[PAGE EXCERPT]:
§ §

Hoops Brings New Defense, New Faces to Start of Practice
Wednesday marked the first day of basketball practice across the NCAA, but Will Wade‘s taking things at his own pace in 2020-21.
After weeks of restrictions on practice length and frequencies, Wade has 20 hours a week to work with his new team. But for the next few days, they’ll stay on their current pace, practicing three days a week, doing individuals and conditioning two days a week, and taking the weekend off. Once Boot Camp – the team’s annual conditioning test – is done, then it’s full speed ahead.
But not just yet. This team, more than any he’s had in three seasons at LSU, has the potential for greatness, and you can’t rush that.
“We’re going to phase into it,” Wade said Tuesday. “After we get through boot camp, we’ll go into practice every day. But I like where our team’s going. I like where we’re heading, I think we’ve got a lot of good pieces.”
Those pieces are evenly divided between new ones and old ones. Seven players are back from last season’s 21-10 (12-6 SEC) squad, with seven newcomers on a roster that’s as talented as any Wade’s coached in Baton Rouge.
The biggest improvement Wade hopes to see from last year to this is on defense. LSU ranked fourth in offensive efficiency in 2019-20 but just 179th in defensive efficiency, finishing 12th among 14 SEC squads in that department.
Enter an entirely new defensive philosophy this year. Wade was somewhat tight-lipped on specifics, but mentioned, at various times, pressing more and using some zone and matchup zone. The biggest shift, however, is in mentality and personnel.
“It’s a pretty, pretty big philosophical change,” Wade said. “It’ll be very noticeable when you watch us play, what we’re doing and how we’ve changed, a little bit more aggressive in some areas and a little bit smarter in other areas with what we’re going to give up and what we’re going to take away. I think there’ll be noticeable differences with what we do and how we do it.”
It helps to add defenders like Jalen Cook and M’Wani Wilkinson into the mix, alongside defensively-oriented returners like Charles Manning Jr. Wade called Cook, a freshman guard from Walker, “the best on ball defender I’ve seen” since Briante Weber, the NCAA’s second-place all-time steals leader who played for Wade at VCU.
“Cook is as good as I’ve seen at hounding the ball and guarding the ball, and M’Wani, he may make two or three mistakes the entire practice on defense,” Wade said. “It’s uncanny how sharp he is defensively.”

§ §

[Stored items]:
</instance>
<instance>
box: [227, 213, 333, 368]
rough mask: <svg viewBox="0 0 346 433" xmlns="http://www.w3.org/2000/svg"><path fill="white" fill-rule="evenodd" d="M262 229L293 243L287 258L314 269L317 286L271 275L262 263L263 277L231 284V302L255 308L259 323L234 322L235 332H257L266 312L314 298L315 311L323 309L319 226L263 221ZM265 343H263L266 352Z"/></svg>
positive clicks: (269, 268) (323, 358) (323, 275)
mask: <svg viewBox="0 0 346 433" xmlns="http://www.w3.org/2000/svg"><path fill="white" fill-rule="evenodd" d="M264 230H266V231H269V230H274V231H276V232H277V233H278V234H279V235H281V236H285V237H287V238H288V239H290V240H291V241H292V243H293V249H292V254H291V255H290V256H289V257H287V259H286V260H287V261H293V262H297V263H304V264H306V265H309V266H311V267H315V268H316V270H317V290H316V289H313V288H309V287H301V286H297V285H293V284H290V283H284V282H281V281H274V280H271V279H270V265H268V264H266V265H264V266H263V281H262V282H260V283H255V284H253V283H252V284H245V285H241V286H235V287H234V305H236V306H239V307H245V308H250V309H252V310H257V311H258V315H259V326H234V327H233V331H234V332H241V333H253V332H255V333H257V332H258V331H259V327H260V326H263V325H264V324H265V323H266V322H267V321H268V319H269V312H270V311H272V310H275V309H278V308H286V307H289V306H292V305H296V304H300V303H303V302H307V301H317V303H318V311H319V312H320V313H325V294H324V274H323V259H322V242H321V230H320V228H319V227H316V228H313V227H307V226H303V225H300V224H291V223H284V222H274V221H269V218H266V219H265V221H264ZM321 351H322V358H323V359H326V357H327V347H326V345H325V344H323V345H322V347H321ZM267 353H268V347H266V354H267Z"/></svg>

§ §

In the article on LSU basketball practice, rewrite the passage starting with "After weeks of" and going on through "full speed ahead.", substituting "fitness work" for "conditioning".

After weeks of restrictions on practice length and frequencies, Wade has 20 hours a week to work with his new team. But for the next few days, they’ll stay on their current pace, practicing three days a week, doing individuals and fitness work two days a week, and taking the weekend off. Once Boot Camp – the team’s annual fitness work test – is done, then it’s full speed ahead.